#### SOURCE TEXT
Photo By Jayson Mellom

Downstairs in the cellar of his pink Avila Beach home on the hill overlooking a sparkling coastline, Archie McLaren held in his hands a bottle of wine worth at least $10,000. But the man behind the Central Coast Wine Classic has no plans to drink it, now or ever. The 75-year-old stopped drinking alcohol years ago due to a stroke.

"In all honesty, I've had more than I deserve," McLaren said with a slow Southern drawl and a shrug, as his signature beret sat jauntily atop his head.

click to enlarge ONE OF A KIND Archie McLaren holds an oversized bottle of wine made especially for him by local winemakers, many of whom have participated in the Central Coast Wine Classic, for his 40th birthday years ago. - PHOTO BY JAYSON MELLOM
  • Photo By Jayson Mellom
  • ONE OF A KIND Archie McLaren holds an oversized bottle of wine made especially for him by local winemakers, many of whom have participated in the Central Coast Wine Classic, for his 40th birthday years ago.

In 2017, McLaren put on the 32nd and last Central Coast Wine Classic, an event that grew into a week's worth of events, helped support KCBX for years, raised several million dollars for 130 local charities, and put Central Coast wines on par with those in Napa and Sonoma.

"The event became rather broad and rather complex and rather eclectic because a lot of that was who I was," McLaren said.

The Central Coast Wine Classic played a key part in the region's history and evolution of its wine industry. With the event coming to an end last year, Libbie Agran, director of the Wine History Project of San Luis Obispo County, knew she wanted to kick off a series of exhibits about all things wine with McLaren's story. The Doing Good and Living Well: Archie McLaren and the Central Coast Wine Classic exhibit is currently on display at the History Center of SLO County through March. James Papp, curator for the Wine History Project and the exhibit, is also currently working on a book, A Place and a Passion: Archie McLaren and the Central Coast Wine Classic (set to come out sometime in early 2018), about McLaren's life, going back to when the Southern boy from Memphis had yet to have a reckoning with the Ku Klux Klan or develop a taste for fine wine.

"It [the Central Coast Wine Classic] was this extraordinary vehicle for really increasing people's understanding of wine and at the same time bringing people from around the world, leading people in the wine world, and that helped put San Luis Obispo wine on the map amongst the trend leaders," Papp said.

Road to California

In 1960, at McLaren's prep school in Memphis, his classmates were quoted in the yearbook as saying they wanted to be doctors or lawyers, just like their fathers. McLaren wrote that his ambition was "to be myself." It's a sentiment he's managed to hold on to over the years.

#### DATASET RECORDS
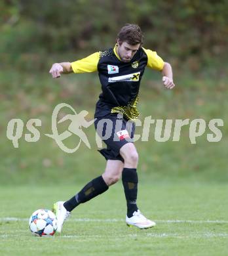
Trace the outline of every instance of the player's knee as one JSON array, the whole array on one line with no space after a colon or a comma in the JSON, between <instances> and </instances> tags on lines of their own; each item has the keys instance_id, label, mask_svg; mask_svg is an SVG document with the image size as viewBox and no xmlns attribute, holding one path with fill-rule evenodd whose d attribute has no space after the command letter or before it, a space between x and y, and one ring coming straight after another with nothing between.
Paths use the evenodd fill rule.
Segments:
<instances>
[{"instance_id":1,"label":"player's knee","mask_svg":"<svg viewBox=\"0 0 228 256\"><path fill-rule=\"evenodd\" d=\"M119 175L111 175L107 177L107 181L108 183L108 186L113 185L116 183L120 179Z\"/></svg>"},{"instance_id":2,"label":"player's knee","mask_svg":"<svg viewBox=\"0 0 228 256\"><path fill-rule=\"evenodd\" d=\"M117 174L107 175L107 173L104 173L102 176L107 186L111 186L116 183L121 177L120 175Z\"/></svg>"},{"instance_id":3,"label":"player's knee","mask_svg":"<svg viewBox=\"0 0 228 256\"><path fill-rule=\"evenodd\" d=\"M130 152L124 156L124 162L137 163L138 161L138 154L136 150Z\"/></svg>"}]
</instances>

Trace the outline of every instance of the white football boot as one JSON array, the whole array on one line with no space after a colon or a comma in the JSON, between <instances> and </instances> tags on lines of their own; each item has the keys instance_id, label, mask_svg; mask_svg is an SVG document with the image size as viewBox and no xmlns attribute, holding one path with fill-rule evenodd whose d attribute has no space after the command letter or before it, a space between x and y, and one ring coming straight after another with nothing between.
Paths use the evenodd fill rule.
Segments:
<instances>
[{"instance_id":1,"label":"white football boot","mask_svg":"<svg viewBox=\"0 0 228 256\"><path fill-rule=\"evenodd\" d=\"M57 230L56 232L60 233L64 222L70 215L70 212L67 211L64 206L64 202L59 201L54 203L53 211L57 218Z\"/></svg>"},{"instance_id":2,"label":"white football boot","mask_svg":"<svg viewBox=\"0 0 228 256\"><path fill-rule=\"evenodd\" d=\"M135 226L140 228L149 228L156 226L156 223L144 217L138 209L133 213L133 216L126 216L126 223L128 226Z\"/></svg>"}]
</instances>

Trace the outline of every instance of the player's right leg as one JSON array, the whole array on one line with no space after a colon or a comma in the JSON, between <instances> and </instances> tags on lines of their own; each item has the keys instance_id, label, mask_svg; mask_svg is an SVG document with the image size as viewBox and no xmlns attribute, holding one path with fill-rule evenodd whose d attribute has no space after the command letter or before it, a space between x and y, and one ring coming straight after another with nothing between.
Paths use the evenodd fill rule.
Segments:
<instances>
[{"instance_id":1,"label":"player's right leg","mask_svg":"<svg viewBox=\"0 0 228 256\"><path fill-rule=\"evenodd\" d=\"M138 182L136 169L138 156L134 144L132 142L125 144L121 148L120 154L124 160L122 181L127 205L126 223L128 226L135 226L140 228L155 226L155 223L145 218L136 204Z\"/></svg>"},{"instance_id":2,"label":"player's right leg","mask_svg":"<svg viewBox=\"0 0 228 256\"><path fill-rule=\"evenodd\" d=\"M85 203L92 198L105 192L109 186L119 179L123 163L120 160L107 160L105 172L102 175L88 182L75 196L66 202L57 202L54 204L54 211L58 220L57 232L61 232L65 220L70 212L80 203Z\"/></svg>"}]
</instances>

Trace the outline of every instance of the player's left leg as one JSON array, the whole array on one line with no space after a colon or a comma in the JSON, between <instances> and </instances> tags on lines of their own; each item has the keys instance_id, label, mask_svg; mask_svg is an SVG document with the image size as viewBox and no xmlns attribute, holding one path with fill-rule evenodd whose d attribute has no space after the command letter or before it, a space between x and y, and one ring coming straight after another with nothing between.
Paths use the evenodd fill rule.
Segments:
<instances>
[{"instance_id":1,"label":"player's left leg","mask_svg":"<svg viewBox=\"0 0 228 256\"><path fill-rule=\"evenodd\" d=\"M132 142L125 144L121 148L120 154L124 160L122 181L127 205L126 224L140 228L155 226L155 223L145 218L138 209L136 204L138 182L136 170L138 156L134 144Z\"/></svg>"},{"instance_id":2,"label":"player's left leg","mask_svg":"<svg viewBox=\"0 0 228 256\"><path fill-rule=\"evenodd\" d=\"M85 203L92 198L107 190L109 186L119 179L123 163L120 160L107 160L105 172L102 175L86 184L75 196L66 202L60 201L54 203L54 211L58 219L57 232L62 231L64 221L70 212L80 203Z\"/></svg>"}]
</instances>

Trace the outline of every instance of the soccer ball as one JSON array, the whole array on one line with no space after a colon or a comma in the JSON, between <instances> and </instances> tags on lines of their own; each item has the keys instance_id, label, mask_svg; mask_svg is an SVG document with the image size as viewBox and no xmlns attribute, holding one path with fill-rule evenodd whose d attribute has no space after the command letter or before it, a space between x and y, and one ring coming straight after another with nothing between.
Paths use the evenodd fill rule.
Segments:
<instances>
[{"instance_id":1,"label":"soccer ball","mask_svg":"<svg viewBox=\"0 0 228 256\"><path fill-rule=\"evenodd\" d=\"M31 215L29 221L30 230L36 236L53 236L57 229L57 219L50 210L39 209Z\"/></svg>"}]
</instances>

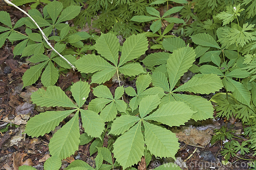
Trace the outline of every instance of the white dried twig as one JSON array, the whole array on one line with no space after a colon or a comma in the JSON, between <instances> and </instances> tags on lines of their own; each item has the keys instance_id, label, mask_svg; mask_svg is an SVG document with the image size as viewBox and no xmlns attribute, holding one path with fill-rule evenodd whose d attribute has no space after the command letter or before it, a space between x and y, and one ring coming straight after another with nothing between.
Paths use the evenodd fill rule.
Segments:
<instances>
[{"instance_id":1,"label":"white dried twig","mask_svg":"<svg viewBox=\"0 0 256 170\"><path fill-rule=\"evenodd\" d=\"M31 20L33 21L33 22L34 22L34 23L35 23L35 25L37 26L37 27L38 28L38 29L39 29L39 30L40 31L40 32L41 32L41 33L42 33L42 35L43 35L43 38L44 38L44 40L45 40L45 41L46 41L46 43L47 43L47 44L48 44L49 46L50 46L50 47L52 49L53 49L53 51L55 51L55 52L58 54L62 58L63 58L64 60L65 60L65 61L66 61L68 64L69 64L69 65L70 65L70 66L72 67L72 68L73 69L73 70L74 71L75 70L75 67L74 66L73 66L72 64L71 64L70 62L69 62L68 60L67 60L65 57L64 57L62 55L60 54L59 52L57 51L56 50L54 49L54 48L52 46L52 45L51 45L51 44L48 41L48 38L46 37L46 36L45 36L45 35L44 34L44 32L43 32L43 30L41 29L41 28L40 28L40 27L39 27L39 26L37 24L37 23L34 20L34 19L33 19L33 18L31 17L31 16L29 15L27 13L26 11L24 11L24 10L23 10L22 9L20 8L18 6L17 6L17 5L16 5L15 4L14 4L13 3L12 3L11 2L10 2L9 0L4 0L4 2L5 2L6 3L9 4L9 5L11 5L15 7L15 8L17 8L18 10L19 10L20 11L22 12L24 14L25 14L26 15L28 16L30 19L31 19Z\"/></svg>"}]
</instances>

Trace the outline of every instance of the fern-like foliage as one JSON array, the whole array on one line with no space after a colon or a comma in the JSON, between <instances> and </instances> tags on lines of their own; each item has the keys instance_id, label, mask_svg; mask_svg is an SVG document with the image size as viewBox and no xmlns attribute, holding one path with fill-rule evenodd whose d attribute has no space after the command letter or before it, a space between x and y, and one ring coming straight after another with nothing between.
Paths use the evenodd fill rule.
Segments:
<instances>
[{"instance_id":1,"label":"fern-like foliage","mask_svg":"<svg viewBox=\"0 0 256 170\"><path fill-rule=\"evenodd\" d=\"M79 111L85 132L88 135L93 137L100 137L104 129L104 120L98 113L80 108L84 104L90 91L88 83L81 81L77 82L72 86L71 90L76 104L74 104L60 88L56 86L49 86L46 90L40 89L31 96L33 103L41 106L74 108L40 113L31 118L26 126L25 132L28 135L32 137L42 136L54 130L63 119L75 112L71 120L55 133L50 140L50 154L53 157L59 159L69 156L78 149L80 141Z\"/></svg>"},{"instance_id":2,"label":"fern-like foliage","mask_svg":"<svg viewBox=\"0 0 256 170\"><path fill-rule=\"evenodd\" d=\"M209 39L209 45L213 46L214 43L212 42L212 40ZM157 69L158 67L160 67L159 66L152 73L153 85L161 87L165 91L168 93L161 99L161 105L170 101L182 102L196 112L192 117L194 120L198 120L212 118L213 109L211 102L199 96L175 93L185 91L209 94L218 91L223 87L221 80L217 75L207 74L197 75L184 85L174 89L181 77L192 66L196 55L195 50L188 46L180 48L178 48L179 46L175 47L179 44L185 46L185 44L179 42L180 41L177 39L169 41L169 46L171 47L170 48L173 50L173 53L170 55L167 60L167 64L162 65L163 69ZM216 42L215 43L216 44ZM176 45L171 46L172 44ZM216 46L215 45L215 46ZM169 80L167 75L169 77Z\"/></svg>"},{"instance_id":3,"label":"fern-like foliage","mask_svg":"<svg viewBox=\"0 0 256 170\"><path fill-rule=\"evenodd\" d=\"M95 72L91 77L91 83L100 84L109 80L116 72L119 71L129 76L144 72L139 64L126 63L138 58L147 50L147 40L145 35L133 35L126 39L118 62L119 46L118 39L114 33L102 34L96 41L95 47L104 58L99 55L88 54L78 60L75 65L81 72Z\"/></svg>"},{"instance_id":4,"label":"fern-like foliage","mask_svg":"<svg viewBox=\"0 0 256 170\"><path fill-rule=\"evenodd\" d=\"M124 169L140 160L144 154L144 143L156 156L174 157L179 146L175 134L154 124L151 120L170 126L179 125L189 119L195 112L182 102L173 101L152 113L160 103L157 95L147 96L139 103L139 117L124 115L114 120L110 133L122 135L114 143L113 152L116 161ZM142 123L145 129L143 134Z\"/></svg>"}]
</instances>

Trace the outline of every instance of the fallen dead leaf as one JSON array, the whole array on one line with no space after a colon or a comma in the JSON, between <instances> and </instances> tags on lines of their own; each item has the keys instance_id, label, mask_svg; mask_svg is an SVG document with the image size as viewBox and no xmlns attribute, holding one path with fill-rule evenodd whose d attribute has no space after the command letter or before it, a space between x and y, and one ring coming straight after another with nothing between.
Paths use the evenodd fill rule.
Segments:
<instances>
[{"instance_id":1,"label":"fallen dead leaf","mask_svg":"<svg viewBox=\"0 0 256 170\"><path fill-rule=\"evenodd\" d=\"M186 126L182 127L181 130L174 130L173 132L176 133L180 141L188 145L199 147L198 144L204 146L209 144L214 134L211 129L199 131L195 128Z\"/></svg>"},{"instance_id":2,"label":"fallen dead leaf","mask_svg":"<svg viewBox=\"0 0 256 170\"><path fill-rule=\"evenodd\" d=\"M45 155L43 157L43 158L39 160L38 161L38 162L39 163L41 162L44 162L46 161L46 160L47 160L47 159L49 158L50 157L50 155L49 155L49 154Z\"/></svg>"}]
</instances>

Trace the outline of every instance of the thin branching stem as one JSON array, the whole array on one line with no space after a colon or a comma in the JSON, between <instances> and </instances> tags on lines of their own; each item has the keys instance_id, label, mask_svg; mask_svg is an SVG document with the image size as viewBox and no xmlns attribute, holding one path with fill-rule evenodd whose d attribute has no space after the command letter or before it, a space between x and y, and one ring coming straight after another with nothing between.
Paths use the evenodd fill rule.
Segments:
<instances>
[{"instance_id":1,"label":"thin branching stem","mask_svg":"<svg viewBox=\"0 0 256 170\"><path fill-rule=\"evenodd\" d=\"M58 54L60 56L61 56L62 58L63 58L65 61L66 61L68 64L69 64L69 65L70 65L70 66L72 67L72 68L73 69L73 70L74 71L75 70L75 67L74 66L73 66L72 64L71 64L70 62L69 62L68 60L67 60L66 58L64 57L62 55L60 54L59 52L57 51L56 50L54 49L54 48L52 46L52 45L51 44L51 43L50 43L49 41L48 41L48 38L46 37L46 36L45 36L45 35L44 34L44 33L43 31L43 30L42 30L42 29L40 28L40 27L39 26L38 24L37 24L36 22L34 20L34 19L33 19L33 18L31 17L31 16L29 15L27 13L26 11L23 10L22 9L21 9L21 8L19 8L18 6L17 6L17 5L16 5L15 4L14 4L13 3L12 3L11 2L10 2L9 0L4 0L4 2L5 2L6 3L7 3L8 4L9 4L9 5L11 5L15 8L17 8L18 10L19 10L19 11L21 11L22 12L23 12L24 14L25 14L26 15L28 16L31 20L33 21L33 22L34 22L34 23L35 24L35 25L37 26L37 27L38 28L38 29L39 29L39 31L40 31L40 32L41 32L41 33L42 33L42 35L43 35L43 38L45 40L45 41L47 43L47 44L49 45L49 46L50 46L50 47L53 49L53 51L54 51L56 53Z\"/></svg>"},{"instance_id":2,"label":"thin branching stem","mask_svg":"<svg viewBox=\"0 0 256 170\"><path fill-rule=\"evenodd\" d=\"M121 87L121 85L120 84L120 81L119 80L119 74L118 74L118 69L116 69L116 74L117 74L117 79L118 79L118 83L119 83L119 87ZM122 100L124 101L124 98L122 96Z\"/></svg>"}]
</instances>

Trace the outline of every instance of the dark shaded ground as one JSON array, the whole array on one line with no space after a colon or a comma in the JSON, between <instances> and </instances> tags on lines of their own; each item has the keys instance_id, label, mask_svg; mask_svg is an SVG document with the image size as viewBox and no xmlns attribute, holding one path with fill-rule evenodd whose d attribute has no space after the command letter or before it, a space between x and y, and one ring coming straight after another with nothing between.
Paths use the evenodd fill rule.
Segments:
<instances>
[{"instance_id":1,"label":"dark shaded ground","mask_svg":"<svg viewBox=\"0 0 256 170\"><path fill-rule=\"evenodd\" d=\"M23 6L23 8L28 10L30 7L27 6ZM25 16L25 14L21 12L12 7L6 5L3 1L0 1L0 11L4 11L9 13L13 24L21 17ZM25 27L21 27L20 30L17 31L23 33ZM24 132L25 124L29 118L41 112L48 110L60 110L62 108L57 107L42 108L31 104L30 100L31 92L41 88L42 84L39 80L32 85L26 87L23 89L22 88L23 86L22 76L30 66L30 63L27 62L26 58L19 58L19 56L17 56L14 58L13 50L15 46L18 42L16 42L12 44L11 42L6 41L0 49L0 129L5 128L7 130L0 134L0 170L16 170L18 169L19 166L24 165L36 166L38 169L43 169L44 163L49 157L47 145L54 132L39 138L31 138L22 133ZM151 50L148 50L147 52L150 53L153 52ZM81 78L82 78L79 72L70 70L66 74L60 74L57 85L63 90L65 90L71 85L71 83L75 82ZM125 87L131 86L136 88L135 80L128 81L127 80L126 81L124 80L122 84ZM112 80L106 82L104 85L110 88L113 94L115 88L118 86L118 83L113 83ZM93 85L91 87L94 87L95 85ZM66 94L68 96L70 96L71 95L71 92L68 90L66 92ZM128 102L129 98L127 96L125 97L125 101ZM89 102L94 97L91 92L87 99L87 102ZM87 103L88 104L88 102ZM86 105L85 105L85 107L86 107ZM68 119L65 119L61 122L60 125L64 124L68 121ZM13 123L11 127L9 123L11 122ZM207 124L206 122L202 123ZM228 123L229 123L224 122L223 120L220 119L218 120L218 122L215 122L211 124L219 128L222 125L227 125ZM242 130L242 127L240 122L237 123L237 125L235 125L232 128L239 131L240 130L241 133L241 130ZM8 124L8 123L9 123ZM195 126L198 125L193 124ZM210 132L212 132L212 130L209 131L209 133ZM109 136L105 135L103 146L107 146L109 138ZM241 142L242 141L239 140L238 141ZM65 168L69 163L74 161L75 158L86 162L92 166L95 166L94 158L97 154L90 156L89 148L91 143L90 142L84 146L80 146L79 150L73 155L62 160L62 169ZM197 143L196 143L196 146L193 146L193 145L186 144L184 142L181 142L181 149L176 155L177 157L181 158L180 162L181 164L185 162L189 169L242 170L247 169L246 165L248 162L243 159L238 160L239 158L237 157L230 160L230 162L235 163L226 166L223 165L221 163L221 160L224 159L219 153L220 142L217 142L212 146L208 144L205 147L199 146L198 148L196 147L198 146L196 146L197 144ZM211 163L203 160L203 158L200 156L202 154L207 155L208 160L215 160L216 162ZM255 158L252 156L252 154L248 154L244 158L255 159ZM238 156L242 156L239 155ZM153 157L149 168L153 169L163 162L168 162L169 160L166 159ZM144 159L143 160L143 158L139 165L136 167L139 169L145 169Z\"/></svg>"}]
</instances>

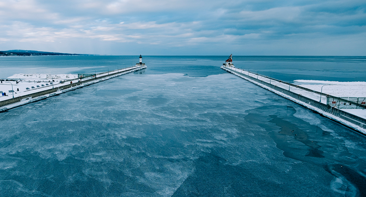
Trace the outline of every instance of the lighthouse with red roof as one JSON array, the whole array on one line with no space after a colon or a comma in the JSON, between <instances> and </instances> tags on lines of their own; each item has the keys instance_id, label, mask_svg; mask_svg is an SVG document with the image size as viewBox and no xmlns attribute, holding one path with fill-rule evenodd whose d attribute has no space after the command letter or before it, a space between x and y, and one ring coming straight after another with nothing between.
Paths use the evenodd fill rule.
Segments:
<instances>
[{"instance_id":1,"label":"lighthouse with red roof","mask_svg":"<svg viewBox=\"0 0 366 197\"><path fill-rule=\"evenodd\" d=\"M232 63L232 54L230 55L230 56L229 57L229 59L226 60L225 61L226 62L225 64L223 64L223 65L224 66L226 67L234 67L234 64Z\"/></svg>"}]
</instances>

#### EXERCISE REQUIREMENTS
1) Decide whether each statement agrees with the Archie McLaren article, answering yes or no and quoting the deciding words: (a) McLaren still drinks wine now and then. (b) The 2017 Central Coast Wine Classic was the final one. (c) The event raised money for 130 local charities.
2) Extend the Archie McLaren article past its final sentence.
The records were taken from a different source.

#### ANSWERS TO THE PROBLEMS
1)
(a) No: "The 75-year-old stopped drinking alcohol years ago due to a stroke."
(b) Yes: "In 2017, McLaren put on the 32nd and last Central Coast Wine Classic"
(c) Yes: "raised several million dollars for 130 local charities"

2)
click to enlarge THROWBACK Frank Lanzone, general manager of KCBX, and Archie McLaren at the Central Coast Wine Classic in its early days, back in 1986. - PHOTO COURTESY OF HISTORY CENTER OF SLO COUNTY
  • Photo Courtesy Of History Center Of Slo County
  • THROWBACK Frank Lanzone, general manager of KCBX, and Archie McLaren at the Central Coast Wine Classic in its early days, back in 1986.

While McLaren was a prep school kid, he was there on scholarship and never really felt like he fit in with that crowd. His family had lost money and slaves generations before during the Civil War and were overtly racist. Meanwhile McLaren was sneaking out of debutante parties to go to blues clubs where he was "the only pink person." Still, he became a National Honor Society member, the state’s number one player in junior men’s tennis, and president of the honor council. College took McLaren to Vanderbilt University on a scholarship, but  a year of partying too hard lost him his scholarship and he ended up finishing school on loans. He later coached tennis at Mississippi State University while going to graduate school for English. As part of the deal, McLaren also got a gig teaching English at a segregated school for African-Americans in Columbus, Mississippi in 1968. While at a faculty get-together at a sister school, which was for white students, McLaren's colleagues told him not to embrace the African-American students he was teaching.

"They felt the African-Americans were an anthema, that anything African-American was not worth bothering with," McLaren said. "They treated African-Americans worse than whale shit."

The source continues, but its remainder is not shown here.